• Task:
Rewrite the records below, changing every "instance" to "object" and leaving the rest untouched.
══════
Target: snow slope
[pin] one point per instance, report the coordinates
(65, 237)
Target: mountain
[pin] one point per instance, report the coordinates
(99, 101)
══════
• Answer to the task:
Target: snow slope
[pin] one point per object, report the coordinates
(65, 237)
Target: mountain
[pin] one point per object, report the coordinates
(99, 101)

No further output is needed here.